[WHAT NEEDS TO BE DONE] Given the records below, pull every line with the word "post" into the answer.

(Collection entries)
»»
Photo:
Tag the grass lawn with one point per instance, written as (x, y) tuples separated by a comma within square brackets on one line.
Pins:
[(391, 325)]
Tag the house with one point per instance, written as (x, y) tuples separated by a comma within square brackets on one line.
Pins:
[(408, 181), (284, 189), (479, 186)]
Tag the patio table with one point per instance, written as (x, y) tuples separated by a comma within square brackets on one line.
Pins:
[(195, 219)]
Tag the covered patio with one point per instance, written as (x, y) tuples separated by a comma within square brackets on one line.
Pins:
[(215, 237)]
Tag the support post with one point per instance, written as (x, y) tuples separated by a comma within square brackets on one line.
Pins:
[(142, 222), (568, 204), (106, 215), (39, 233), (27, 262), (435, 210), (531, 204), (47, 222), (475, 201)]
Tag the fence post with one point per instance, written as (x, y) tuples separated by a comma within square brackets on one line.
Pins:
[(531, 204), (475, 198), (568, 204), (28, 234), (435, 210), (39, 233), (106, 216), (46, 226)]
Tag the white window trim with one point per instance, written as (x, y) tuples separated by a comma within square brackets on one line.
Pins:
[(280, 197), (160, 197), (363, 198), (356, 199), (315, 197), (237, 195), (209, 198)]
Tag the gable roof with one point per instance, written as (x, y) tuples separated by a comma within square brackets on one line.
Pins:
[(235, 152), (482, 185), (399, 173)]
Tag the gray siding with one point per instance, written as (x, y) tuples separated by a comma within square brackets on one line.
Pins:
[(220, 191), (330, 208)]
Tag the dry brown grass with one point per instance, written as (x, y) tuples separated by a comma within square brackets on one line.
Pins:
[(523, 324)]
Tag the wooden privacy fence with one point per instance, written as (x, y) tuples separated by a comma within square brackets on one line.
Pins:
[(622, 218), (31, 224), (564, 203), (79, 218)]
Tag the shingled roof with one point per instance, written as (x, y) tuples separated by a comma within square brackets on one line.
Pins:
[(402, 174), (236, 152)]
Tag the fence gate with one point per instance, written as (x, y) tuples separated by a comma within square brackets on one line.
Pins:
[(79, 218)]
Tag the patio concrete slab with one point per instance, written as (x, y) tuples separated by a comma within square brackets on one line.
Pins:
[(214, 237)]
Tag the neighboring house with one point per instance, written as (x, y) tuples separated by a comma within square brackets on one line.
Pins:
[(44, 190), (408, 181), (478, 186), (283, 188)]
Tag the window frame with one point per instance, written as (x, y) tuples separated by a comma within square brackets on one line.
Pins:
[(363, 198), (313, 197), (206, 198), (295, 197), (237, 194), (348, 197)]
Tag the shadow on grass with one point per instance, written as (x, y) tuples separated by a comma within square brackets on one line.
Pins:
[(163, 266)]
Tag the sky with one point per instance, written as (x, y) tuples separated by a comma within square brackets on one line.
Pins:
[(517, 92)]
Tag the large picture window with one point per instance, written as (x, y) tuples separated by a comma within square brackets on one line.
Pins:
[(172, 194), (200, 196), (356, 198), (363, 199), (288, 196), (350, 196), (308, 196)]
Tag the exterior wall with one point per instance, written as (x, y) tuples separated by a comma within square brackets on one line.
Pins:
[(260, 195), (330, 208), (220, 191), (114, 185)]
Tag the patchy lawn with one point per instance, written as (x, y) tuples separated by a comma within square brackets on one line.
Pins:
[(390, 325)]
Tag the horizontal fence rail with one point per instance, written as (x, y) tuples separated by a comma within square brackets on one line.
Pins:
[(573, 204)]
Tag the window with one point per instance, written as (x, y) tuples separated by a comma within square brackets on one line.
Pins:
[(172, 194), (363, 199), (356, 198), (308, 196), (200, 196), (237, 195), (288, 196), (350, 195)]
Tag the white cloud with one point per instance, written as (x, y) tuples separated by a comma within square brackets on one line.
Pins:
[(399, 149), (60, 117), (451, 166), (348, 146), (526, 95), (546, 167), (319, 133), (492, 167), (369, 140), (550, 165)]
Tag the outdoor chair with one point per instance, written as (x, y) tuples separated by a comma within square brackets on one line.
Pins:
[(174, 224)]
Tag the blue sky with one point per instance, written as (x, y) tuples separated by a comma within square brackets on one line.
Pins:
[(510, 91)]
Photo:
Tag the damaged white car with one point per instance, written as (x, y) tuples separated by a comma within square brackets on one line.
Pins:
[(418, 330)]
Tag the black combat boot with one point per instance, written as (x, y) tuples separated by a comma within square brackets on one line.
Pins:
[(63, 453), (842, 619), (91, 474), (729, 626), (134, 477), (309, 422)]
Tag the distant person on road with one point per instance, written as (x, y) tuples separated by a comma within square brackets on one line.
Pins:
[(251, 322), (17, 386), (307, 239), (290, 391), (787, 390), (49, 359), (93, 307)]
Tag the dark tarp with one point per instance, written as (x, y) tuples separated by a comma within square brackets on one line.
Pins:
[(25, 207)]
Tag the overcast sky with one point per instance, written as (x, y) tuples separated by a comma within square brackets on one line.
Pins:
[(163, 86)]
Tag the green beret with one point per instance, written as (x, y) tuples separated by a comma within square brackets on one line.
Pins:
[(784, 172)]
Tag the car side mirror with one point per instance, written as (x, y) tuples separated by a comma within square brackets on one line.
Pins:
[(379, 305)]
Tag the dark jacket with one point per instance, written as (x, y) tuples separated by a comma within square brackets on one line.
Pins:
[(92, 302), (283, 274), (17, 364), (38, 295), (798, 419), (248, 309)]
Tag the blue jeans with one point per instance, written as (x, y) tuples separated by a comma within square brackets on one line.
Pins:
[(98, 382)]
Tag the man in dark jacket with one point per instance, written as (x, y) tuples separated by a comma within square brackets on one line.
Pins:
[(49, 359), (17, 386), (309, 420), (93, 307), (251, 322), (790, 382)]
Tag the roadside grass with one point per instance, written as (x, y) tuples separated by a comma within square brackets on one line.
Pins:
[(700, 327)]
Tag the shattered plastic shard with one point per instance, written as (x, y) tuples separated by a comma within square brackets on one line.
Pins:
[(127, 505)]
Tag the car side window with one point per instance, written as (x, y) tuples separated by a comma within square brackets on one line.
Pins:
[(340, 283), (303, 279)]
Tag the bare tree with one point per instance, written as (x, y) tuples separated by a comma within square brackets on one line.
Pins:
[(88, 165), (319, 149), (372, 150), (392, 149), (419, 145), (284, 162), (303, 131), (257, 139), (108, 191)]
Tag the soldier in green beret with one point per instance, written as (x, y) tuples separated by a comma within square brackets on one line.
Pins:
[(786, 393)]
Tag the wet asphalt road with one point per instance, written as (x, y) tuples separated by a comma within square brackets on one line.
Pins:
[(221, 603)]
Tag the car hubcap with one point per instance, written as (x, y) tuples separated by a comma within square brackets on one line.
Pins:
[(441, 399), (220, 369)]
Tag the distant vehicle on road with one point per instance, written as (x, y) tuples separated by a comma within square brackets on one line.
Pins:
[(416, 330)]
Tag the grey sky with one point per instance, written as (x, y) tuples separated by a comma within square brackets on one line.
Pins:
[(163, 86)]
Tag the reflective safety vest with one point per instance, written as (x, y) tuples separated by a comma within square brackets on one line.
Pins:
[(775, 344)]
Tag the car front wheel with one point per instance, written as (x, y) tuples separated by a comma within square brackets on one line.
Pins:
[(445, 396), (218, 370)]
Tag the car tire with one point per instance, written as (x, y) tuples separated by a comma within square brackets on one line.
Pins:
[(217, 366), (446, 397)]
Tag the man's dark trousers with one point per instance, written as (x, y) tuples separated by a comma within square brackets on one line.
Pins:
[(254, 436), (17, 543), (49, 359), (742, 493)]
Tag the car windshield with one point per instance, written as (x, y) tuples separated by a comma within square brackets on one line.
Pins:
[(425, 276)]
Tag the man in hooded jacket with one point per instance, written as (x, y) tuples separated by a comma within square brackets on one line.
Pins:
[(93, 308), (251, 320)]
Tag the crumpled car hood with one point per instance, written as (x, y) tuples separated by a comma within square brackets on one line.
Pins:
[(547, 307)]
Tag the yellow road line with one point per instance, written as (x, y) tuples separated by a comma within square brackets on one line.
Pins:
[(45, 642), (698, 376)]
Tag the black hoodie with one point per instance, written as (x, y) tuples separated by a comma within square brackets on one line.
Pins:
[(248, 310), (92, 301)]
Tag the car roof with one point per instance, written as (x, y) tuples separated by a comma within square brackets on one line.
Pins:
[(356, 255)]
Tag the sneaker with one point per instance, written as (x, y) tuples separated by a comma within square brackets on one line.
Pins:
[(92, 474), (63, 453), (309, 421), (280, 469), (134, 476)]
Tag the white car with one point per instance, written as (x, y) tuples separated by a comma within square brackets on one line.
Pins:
««
[ANSWER TO THIS EXERCISE]
Tag the support post with one point per instance, written as (x, y) tuples separated by a comma within square brackets on one line.
Tag the fence post with one point per instance, written as (x, y) tuples separated by a comma within square brackets on one line.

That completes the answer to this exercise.